**Task goal:**
Repeat verbatim the lines of the data below, beginning with the line containing "Objective: provide one point per instance of the foreground" and continuing to the end.

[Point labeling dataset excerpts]
--- Begin ---

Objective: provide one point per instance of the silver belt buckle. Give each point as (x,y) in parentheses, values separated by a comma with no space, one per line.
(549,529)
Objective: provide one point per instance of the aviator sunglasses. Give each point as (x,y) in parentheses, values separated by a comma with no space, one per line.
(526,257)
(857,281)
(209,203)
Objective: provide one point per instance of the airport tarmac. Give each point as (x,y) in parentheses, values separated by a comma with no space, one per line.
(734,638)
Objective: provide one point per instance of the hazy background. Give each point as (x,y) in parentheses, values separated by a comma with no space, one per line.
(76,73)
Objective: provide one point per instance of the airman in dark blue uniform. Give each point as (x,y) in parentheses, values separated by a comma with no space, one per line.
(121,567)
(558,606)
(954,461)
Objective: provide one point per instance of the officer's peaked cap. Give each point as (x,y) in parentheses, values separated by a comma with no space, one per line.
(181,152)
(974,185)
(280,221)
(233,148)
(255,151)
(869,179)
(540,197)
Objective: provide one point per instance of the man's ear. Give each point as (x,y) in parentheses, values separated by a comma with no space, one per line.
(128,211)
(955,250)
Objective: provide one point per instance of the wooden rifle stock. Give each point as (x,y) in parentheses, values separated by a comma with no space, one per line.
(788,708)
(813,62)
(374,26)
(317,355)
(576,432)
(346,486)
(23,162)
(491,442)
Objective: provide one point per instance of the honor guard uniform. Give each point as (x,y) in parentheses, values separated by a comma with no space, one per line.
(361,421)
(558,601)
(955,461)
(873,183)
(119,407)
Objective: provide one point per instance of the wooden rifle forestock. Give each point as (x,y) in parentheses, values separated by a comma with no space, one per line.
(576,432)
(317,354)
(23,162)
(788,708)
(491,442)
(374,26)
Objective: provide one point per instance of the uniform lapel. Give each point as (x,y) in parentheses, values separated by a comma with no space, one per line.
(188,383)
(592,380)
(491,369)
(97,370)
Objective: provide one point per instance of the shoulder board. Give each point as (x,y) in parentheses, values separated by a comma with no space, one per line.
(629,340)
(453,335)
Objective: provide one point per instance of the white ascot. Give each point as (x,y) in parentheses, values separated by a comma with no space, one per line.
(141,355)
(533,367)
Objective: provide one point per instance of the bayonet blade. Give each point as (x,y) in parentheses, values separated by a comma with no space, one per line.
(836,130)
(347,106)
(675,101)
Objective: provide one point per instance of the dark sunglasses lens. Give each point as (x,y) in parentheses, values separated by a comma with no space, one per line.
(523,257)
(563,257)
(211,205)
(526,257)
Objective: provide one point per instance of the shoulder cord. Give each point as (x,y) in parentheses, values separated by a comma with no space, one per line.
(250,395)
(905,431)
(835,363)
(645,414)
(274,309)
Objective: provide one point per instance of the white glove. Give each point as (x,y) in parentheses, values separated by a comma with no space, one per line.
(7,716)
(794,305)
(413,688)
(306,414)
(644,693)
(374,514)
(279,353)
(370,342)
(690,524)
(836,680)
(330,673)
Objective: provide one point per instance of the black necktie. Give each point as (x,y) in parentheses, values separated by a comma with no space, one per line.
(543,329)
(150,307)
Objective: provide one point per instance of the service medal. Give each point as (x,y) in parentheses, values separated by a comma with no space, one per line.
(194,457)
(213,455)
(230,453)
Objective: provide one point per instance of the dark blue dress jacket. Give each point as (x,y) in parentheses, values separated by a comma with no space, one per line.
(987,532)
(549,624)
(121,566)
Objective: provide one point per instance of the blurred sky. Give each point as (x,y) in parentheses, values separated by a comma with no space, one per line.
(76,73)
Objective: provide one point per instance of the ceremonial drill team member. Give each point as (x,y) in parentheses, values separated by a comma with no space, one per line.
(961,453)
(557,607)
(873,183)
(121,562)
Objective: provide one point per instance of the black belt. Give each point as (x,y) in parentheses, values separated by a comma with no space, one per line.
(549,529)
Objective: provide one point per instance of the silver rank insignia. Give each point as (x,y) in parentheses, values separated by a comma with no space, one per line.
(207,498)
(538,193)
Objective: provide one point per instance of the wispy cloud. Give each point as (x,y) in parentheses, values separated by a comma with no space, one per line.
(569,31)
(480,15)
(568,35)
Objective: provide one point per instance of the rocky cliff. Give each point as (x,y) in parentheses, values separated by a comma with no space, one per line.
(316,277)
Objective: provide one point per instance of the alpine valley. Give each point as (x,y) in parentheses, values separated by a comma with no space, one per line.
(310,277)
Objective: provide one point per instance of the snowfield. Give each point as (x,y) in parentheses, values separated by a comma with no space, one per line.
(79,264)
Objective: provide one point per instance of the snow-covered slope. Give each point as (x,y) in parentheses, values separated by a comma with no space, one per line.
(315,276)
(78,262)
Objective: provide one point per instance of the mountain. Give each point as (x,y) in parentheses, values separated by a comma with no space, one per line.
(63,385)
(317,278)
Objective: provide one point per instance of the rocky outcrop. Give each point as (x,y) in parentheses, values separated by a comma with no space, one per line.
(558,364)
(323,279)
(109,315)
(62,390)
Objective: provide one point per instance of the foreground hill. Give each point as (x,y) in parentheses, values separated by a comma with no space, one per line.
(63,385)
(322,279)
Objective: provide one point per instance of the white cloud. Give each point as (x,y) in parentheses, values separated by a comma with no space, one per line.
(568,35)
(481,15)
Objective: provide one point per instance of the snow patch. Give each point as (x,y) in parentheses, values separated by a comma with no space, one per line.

--- End ---

**Solution below:**
Objective: provide one point per instance of the foreground hill. Give each point as (x,y) in parentheses, values separated by a comma with no space, one per line.
(63,385)
(322,279)
Objective: provide one point per instance of the white cloud. Give each point as (x,y) in parentheses, values separated by a comma with no space, one per line.
(568,35)
(481,15)
Objective: provide one point per instance of the snow patch. Give each point as (x,y) in parentheses, values separated by a comma with no space, one per line.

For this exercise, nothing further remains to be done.